> **Exercise directions**
Working through the records below, count the lines that include "tram". The reply is that number alone.
[Data section]
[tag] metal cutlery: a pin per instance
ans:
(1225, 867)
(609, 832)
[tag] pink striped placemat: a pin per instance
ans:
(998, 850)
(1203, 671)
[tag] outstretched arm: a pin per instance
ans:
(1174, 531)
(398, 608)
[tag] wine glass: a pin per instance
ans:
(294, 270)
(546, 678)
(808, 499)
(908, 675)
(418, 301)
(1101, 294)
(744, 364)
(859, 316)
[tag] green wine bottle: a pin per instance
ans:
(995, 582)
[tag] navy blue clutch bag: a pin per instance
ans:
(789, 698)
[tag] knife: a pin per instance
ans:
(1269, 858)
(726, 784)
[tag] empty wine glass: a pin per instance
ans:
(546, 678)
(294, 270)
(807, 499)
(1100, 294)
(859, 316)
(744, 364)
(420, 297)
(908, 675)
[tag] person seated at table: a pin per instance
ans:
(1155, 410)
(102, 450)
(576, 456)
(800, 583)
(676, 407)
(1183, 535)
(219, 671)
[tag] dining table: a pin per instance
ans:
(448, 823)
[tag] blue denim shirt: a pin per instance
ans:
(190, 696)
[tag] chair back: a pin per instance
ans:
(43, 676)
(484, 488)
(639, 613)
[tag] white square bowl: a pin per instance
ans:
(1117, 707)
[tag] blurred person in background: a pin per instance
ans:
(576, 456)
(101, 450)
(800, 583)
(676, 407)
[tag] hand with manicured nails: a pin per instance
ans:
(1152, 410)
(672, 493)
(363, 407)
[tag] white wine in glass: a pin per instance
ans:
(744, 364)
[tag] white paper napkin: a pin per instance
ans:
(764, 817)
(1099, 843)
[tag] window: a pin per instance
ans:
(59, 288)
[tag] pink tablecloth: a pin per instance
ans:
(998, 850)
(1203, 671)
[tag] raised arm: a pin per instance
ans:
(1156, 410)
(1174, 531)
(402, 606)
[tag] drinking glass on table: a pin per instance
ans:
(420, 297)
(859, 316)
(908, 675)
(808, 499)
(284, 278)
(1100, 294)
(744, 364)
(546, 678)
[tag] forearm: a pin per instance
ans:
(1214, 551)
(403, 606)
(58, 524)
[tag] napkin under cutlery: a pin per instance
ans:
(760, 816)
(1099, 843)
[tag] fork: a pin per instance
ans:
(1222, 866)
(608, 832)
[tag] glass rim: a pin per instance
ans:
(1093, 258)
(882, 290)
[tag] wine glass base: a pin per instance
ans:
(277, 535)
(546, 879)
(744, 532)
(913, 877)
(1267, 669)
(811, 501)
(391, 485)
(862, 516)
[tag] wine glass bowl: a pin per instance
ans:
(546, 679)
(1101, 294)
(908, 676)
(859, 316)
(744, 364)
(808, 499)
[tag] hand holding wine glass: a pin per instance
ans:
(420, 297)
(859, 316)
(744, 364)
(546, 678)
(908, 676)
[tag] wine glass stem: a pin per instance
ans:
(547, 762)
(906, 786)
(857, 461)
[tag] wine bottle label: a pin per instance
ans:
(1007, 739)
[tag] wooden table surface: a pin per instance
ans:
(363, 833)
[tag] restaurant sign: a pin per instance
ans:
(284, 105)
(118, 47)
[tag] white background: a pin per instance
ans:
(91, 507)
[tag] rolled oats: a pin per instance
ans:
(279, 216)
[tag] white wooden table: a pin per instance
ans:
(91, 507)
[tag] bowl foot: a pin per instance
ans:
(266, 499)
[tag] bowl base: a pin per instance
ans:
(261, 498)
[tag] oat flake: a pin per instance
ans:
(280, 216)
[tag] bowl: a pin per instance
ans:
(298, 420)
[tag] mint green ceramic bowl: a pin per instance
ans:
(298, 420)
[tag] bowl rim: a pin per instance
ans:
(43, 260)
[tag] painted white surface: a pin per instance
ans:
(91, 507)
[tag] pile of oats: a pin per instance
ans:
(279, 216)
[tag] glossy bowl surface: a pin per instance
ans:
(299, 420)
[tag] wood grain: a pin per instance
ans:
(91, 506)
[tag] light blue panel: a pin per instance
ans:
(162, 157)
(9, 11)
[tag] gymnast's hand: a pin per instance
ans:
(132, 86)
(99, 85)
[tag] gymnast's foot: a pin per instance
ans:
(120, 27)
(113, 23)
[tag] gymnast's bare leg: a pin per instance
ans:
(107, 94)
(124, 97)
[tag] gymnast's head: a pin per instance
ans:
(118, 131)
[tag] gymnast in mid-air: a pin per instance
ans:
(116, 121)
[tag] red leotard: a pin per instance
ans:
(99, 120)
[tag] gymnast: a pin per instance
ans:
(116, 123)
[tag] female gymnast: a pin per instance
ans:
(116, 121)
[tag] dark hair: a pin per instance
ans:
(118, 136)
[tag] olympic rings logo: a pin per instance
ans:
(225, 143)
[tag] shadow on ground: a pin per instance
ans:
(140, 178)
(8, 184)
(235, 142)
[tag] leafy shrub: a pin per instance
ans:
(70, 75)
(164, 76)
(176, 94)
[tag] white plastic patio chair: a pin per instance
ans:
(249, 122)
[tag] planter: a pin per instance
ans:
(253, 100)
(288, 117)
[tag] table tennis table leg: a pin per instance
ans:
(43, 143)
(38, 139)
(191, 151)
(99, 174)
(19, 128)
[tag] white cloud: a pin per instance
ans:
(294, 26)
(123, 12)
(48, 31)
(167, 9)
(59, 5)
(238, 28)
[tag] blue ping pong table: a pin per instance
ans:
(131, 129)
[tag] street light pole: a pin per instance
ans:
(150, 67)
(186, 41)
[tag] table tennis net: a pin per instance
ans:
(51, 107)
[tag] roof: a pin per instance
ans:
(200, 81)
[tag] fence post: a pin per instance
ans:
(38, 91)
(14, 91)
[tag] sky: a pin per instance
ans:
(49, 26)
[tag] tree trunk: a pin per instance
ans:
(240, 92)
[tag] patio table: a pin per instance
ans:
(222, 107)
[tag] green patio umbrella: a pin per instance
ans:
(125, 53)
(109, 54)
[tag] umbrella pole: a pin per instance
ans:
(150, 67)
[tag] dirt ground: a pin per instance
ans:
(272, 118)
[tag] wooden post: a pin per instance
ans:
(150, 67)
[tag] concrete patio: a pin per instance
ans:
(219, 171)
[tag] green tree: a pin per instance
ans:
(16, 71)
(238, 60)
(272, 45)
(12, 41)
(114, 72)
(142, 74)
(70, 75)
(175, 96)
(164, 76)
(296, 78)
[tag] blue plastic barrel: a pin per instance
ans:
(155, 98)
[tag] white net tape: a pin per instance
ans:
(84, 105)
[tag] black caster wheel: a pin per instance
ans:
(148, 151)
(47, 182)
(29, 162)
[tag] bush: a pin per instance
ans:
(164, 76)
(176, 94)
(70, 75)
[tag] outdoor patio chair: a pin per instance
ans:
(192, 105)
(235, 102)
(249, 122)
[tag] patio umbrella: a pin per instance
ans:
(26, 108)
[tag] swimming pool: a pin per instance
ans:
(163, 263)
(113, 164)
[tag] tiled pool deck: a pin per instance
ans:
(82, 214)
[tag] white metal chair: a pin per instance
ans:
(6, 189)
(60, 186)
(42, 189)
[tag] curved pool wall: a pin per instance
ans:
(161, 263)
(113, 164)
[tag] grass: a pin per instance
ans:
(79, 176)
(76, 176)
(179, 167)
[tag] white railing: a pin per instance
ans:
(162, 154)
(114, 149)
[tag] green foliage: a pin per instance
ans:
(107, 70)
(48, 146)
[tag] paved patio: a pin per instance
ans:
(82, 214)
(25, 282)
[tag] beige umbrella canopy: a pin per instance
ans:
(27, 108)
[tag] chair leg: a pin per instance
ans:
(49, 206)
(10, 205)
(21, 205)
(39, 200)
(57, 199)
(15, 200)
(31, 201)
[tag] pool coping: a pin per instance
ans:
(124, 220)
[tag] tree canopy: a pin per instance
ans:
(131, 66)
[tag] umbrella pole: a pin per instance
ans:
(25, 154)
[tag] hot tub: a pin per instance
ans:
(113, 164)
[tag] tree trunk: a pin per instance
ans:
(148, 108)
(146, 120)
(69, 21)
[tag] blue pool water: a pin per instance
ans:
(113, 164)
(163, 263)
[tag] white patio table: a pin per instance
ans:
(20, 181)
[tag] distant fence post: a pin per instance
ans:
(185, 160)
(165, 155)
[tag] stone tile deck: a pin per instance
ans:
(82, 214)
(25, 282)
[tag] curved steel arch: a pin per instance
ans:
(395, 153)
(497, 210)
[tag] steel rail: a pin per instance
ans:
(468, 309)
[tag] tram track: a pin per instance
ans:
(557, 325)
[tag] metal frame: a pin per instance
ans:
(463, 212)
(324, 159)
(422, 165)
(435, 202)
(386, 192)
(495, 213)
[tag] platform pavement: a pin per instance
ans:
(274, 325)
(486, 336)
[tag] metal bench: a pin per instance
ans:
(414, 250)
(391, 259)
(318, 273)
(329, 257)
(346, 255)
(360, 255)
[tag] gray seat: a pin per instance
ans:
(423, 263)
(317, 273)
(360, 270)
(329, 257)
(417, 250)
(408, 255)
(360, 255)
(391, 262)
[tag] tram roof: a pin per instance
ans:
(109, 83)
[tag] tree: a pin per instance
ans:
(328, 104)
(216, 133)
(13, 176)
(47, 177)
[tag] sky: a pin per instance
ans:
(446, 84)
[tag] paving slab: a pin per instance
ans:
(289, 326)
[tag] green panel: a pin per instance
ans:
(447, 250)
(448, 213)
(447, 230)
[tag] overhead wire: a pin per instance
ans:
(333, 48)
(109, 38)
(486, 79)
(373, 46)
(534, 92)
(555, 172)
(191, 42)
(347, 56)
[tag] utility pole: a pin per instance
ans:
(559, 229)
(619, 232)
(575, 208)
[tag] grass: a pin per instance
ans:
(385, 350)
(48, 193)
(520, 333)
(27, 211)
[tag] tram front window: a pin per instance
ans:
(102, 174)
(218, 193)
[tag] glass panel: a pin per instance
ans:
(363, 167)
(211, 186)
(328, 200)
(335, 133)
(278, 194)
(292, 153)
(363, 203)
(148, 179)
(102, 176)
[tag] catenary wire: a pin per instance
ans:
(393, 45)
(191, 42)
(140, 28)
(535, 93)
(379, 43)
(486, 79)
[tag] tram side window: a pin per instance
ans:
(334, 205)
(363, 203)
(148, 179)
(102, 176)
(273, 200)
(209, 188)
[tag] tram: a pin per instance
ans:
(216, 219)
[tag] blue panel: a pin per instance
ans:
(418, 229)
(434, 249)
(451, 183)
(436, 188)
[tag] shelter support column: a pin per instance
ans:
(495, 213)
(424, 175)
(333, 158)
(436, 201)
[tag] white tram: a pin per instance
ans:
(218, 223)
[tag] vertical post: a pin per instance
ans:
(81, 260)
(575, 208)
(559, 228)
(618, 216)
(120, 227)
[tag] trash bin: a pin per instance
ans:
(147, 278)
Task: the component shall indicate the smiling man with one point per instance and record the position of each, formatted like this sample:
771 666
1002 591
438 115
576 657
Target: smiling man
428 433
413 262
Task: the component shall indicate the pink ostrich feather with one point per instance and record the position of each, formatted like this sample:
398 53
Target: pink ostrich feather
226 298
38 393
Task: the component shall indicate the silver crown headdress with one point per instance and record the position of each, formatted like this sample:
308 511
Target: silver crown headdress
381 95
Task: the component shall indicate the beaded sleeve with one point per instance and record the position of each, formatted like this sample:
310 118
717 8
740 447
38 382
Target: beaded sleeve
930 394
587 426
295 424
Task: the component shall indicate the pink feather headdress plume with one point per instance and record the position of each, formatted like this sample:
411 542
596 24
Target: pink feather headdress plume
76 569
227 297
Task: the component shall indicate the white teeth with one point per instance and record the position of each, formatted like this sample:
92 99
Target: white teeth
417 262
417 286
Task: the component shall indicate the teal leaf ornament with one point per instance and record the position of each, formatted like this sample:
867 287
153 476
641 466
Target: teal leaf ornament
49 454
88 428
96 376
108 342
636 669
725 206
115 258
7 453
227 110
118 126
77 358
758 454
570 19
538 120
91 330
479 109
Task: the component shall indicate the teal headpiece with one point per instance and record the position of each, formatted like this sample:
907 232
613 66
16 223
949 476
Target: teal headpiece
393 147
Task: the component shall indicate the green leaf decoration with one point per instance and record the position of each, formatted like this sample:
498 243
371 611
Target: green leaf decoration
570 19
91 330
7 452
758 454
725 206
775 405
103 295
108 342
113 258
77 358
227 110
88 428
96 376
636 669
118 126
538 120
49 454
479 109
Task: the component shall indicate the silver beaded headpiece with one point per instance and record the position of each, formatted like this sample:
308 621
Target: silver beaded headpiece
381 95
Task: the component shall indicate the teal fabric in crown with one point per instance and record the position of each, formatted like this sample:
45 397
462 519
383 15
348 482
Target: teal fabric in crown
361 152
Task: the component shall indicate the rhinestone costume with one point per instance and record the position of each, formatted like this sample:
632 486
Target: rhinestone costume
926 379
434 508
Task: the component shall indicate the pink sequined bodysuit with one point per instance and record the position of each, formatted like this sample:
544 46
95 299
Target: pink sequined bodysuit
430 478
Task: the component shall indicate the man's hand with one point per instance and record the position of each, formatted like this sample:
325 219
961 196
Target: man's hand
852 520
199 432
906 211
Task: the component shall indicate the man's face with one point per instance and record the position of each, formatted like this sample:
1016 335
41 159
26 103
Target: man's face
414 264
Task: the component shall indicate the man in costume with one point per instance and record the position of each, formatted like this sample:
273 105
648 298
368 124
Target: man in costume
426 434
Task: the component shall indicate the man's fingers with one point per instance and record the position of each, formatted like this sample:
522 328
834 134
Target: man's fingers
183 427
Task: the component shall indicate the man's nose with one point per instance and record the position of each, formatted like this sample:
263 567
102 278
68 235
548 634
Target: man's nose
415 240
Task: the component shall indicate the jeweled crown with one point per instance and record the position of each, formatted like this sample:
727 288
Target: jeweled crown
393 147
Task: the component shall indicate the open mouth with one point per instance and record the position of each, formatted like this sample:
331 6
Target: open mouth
[/Data section]
> **Task result**
6